‘Little Women’ // Film Review: Greta Gerwig’s Modern Take on a Beloved Classic

Louisa May Alcott’s classic 1868 novel, “Little Women,” has been heavily regarded as one of the most popular novels ever written. So popular that became a franchise afterward. There have also been many adaptations translated onto the screen, television series, and even stage musicals. Writer/director Greta Gerwig’s version would be the first I would come across this story. I heard of the 1994 movie, which earned Winona Ryder an Oscar-nomination for Best Actress, and there was a modern re-telling with Lea Thompson last year that nobody even heard of. But we can easily forget that one since this latest take on the coming-of-age tale won’t be forgotten soon.

What’s the Story: This follows the lives of the March sisters, Josephine “Jo” (Saoirse Ronan), Amy (Florence Pugh), Margaret “Meg” (Emma Watson), and Beth (Eliza Scanlen, Sharp Objects), as they are dealing with living their separate lives changing and supporting each other in times of struggle after the American Civil War ended.

Emma Watson, Saoirse Ronan, Florence Pugh, and Eliza Scanlen in Little Women (2019)

For me, I was excited to see Gerwig’s sophomore effort in directing after 2017’s Lady Bird, which was one of my favorite movies that year with Ronan’s performance as the titular character being my favorite. It was the movie that got some Oscar love, including Best Picture, Best Director, and Original Screenplay. Though failing to win anything that night, she was allowed to helm this. Since I haven’t read the book, this was my first experience with the timeless story. But it already invested me in the film just based on the ensemble of talented actors. So, coming from this through new eyes, it’s easy to say we got one of the best movies to end the decade on a high note with Little Women.

Supplied entries:
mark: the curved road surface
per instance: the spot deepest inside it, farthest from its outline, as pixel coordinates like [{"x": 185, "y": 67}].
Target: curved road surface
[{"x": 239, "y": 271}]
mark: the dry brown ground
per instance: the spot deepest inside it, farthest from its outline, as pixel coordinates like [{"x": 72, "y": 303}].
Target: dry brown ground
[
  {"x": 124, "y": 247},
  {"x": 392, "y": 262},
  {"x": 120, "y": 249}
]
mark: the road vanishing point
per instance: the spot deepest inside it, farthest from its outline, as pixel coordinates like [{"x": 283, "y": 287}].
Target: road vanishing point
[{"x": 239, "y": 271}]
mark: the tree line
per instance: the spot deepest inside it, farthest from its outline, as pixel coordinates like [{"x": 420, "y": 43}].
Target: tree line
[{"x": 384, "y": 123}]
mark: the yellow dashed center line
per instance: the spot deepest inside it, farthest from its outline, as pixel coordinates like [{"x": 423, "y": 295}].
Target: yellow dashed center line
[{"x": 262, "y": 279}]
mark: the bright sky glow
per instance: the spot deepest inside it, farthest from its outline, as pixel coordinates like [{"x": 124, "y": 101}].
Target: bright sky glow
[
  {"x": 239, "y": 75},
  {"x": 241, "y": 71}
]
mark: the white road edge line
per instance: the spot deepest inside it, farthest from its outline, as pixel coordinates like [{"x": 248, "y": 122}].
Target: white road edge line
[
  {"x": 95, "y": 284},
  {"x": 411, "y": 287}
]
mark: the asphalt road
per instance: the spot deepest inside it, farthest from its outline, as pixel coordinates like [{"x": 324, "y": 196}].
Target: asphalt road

Challenges:
**A.** Reproduce the stretch of the Little Women review from "Louisa May Alcott’s" through "be forgotten soon.".
**B.** Please summarize the Little Women review in two sentences.

Full solutions:
**A.**
Louisa May Alcott’s classic 1868 novel, “Little Women,” has been heavily regarded as one of the most popular novels ever written. So popular that became a franchise afterward. There have also been many adaptations translated onto the screen, television series, and even stage musicals. Writer/director Greta Gerwig’s version would be the first I would come across this story. I heard of the 1994 movie, which earned Winona Ryder an Oscar-nomination for Best Actress, and there was a modern re-telling with Lea Thompson last year that nobody even heard of. But we can easily forget that one since this latest take on the coming-of-age tale won’t be forgotten soon.

**B.** Greta Gerwig's adaptation of Louisa May Alcott's 1868 novel, which follows the March sisters as they support each other after the American Civil War, was the reviewer's first experience with the story. Excited by Gerwig's earlier Lady Bird and drawn in by the talented ensemble, the reviewer calls it one of the best movies to end the decade.